◆ Written exercise
Recast the part of the data below that opens with the line containing "One point for each instance of the jeans, each" and closes with the final line of the data as a Markdown table with the columns Row and Entry. Give each line its row number and omit blank lines.
______________________________
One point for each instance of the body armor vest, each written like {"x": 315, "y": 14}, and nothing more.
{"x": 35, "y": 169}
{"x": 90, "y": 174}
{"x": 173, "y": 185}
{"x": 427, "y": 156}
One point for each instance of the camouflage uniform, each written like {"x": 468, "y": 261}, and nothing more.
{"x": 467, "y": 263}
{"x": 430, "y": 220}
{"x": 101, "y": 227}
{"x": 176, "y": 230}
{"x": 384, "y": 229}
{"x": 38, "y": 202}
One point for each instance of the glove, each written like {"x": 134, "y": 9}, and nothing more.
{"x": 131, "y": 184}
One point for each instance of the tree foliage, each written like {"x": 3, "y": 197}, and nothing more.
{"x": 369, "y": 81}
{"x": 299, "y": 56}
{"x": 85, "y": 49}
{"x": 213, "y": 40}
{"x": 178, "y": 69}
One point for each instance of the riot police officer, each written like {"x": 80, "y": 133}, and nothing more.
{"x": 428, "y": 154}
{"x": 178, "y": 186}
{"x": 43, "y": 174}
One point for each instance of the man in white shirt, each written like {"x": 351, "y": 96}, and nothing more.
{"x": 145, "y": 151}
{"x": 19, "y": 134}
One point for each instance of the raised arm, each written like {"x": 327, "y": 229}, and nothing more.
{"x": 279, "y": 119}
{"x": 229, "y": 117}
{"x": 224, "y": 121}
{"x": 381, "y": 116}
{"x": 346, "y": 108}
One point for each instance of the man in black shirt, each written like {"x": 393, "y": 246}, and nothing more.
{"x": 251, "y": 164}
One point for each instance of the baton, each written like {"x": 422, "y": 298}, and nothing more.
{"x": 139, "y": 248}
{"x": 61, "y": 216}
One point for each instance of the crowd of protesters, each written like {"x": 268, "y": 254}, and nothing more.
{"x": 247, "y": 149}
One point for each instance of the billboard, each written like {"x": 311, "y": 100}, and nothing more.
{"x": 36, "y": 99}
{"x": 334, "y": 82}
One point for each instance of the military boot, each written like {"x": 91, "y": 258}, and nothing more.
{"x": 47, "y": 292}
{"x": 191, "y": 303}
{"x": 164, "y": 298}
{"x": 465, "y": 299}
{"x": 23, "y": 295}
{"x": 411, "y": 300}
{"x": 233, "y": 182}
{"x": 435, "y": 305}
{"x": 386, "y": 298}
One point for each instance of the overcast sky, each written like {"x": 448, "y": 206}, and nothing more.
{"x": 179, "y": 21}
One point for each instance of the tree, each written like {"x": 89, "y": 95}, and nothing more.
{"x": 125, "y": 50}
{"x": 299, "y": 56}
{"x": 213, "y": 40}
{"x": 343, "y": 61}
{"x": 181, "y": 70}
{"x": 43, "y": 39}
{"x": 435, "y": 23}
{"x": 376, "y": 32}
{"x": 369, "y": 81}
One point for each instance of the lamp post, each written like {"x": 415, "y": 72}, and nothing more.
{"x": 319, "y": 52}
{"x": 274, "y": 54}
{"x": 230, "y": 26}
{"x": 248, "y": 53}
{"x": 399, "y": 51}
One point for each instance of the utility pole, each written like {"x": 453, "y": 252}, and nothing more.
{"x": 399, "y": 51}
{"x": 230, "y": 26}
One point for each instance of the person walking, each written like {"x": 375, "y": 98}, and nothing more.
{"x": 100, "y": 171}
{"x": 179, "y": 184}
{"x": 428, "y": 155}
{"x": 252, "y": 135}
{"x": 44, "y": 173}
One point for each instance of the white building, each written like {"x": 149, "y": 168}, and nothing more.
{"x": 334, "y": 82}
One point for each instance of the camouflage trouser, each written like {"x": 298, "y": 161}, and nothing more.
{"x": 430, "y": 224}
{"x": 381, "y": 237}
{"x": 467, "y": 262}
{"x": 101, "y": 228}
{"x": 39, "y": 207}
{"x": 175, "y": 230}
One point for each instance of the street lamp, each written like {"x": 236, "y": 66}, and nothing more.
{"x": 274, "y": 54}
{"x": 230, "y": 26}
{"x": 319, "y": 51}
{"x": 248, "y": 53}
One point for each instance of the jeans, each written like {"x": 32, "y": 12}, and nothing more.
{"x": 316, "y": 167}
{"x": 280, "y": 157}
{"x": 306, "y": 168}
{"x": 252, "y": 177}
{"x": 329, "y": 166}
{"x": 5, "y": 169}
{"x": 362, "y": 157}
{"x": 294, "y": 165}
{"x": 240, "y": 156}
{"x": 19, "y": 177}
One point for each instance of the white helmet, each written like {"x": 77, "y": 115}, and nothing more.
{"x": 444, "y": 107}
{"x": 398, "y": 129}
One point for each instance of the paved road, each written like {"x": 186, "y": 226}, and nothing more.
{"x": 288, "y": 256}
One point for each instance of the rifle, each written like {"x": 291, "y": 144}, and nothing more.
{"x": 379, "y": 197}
______________________________
◆ The response
| Row | Entry |
|---|---|
| 1 | One point for each instance of the jeans, each written like {"x": 32, "y": 12}, and nothing more. |
| 2 | {"x": 316, "y": 167} |
| 3 | {"x": 280, "y": 157} |
| 4 | {"x": 306, "y": 168} |
| 5 | {"x": 252, "y": 177} |
| 6 | {"x": 329, "y": 166} |
| 7 | {"x": 5, "y": 169} |
| 8 | {"x": 362, "y": 157} |
| 9 | {"x": 294, "y": 165} |
| 10 | {"x": 240, "y": 156} |
| 11 | {"x": 19, "y": 177} |
| 12 | One point for each instance of the white helmet, each written like {"x": 77, "y": 115}, and nothing more. |
| 13 | {"x": 444, "y": 107} |
| 14 | {"x": 398, "y": 129} |
| 15 | One point for each instance of the paved road, each written like {"x": 186, "y": 226}, and nothing more. |
| 16 | {"x": 288, "y": 256} |
| 17 | One point for each instance of the rifle, each written like {"x": 291, "y": 144}, and nothing more. |
| 18 | {"x": 379, "y": 197} |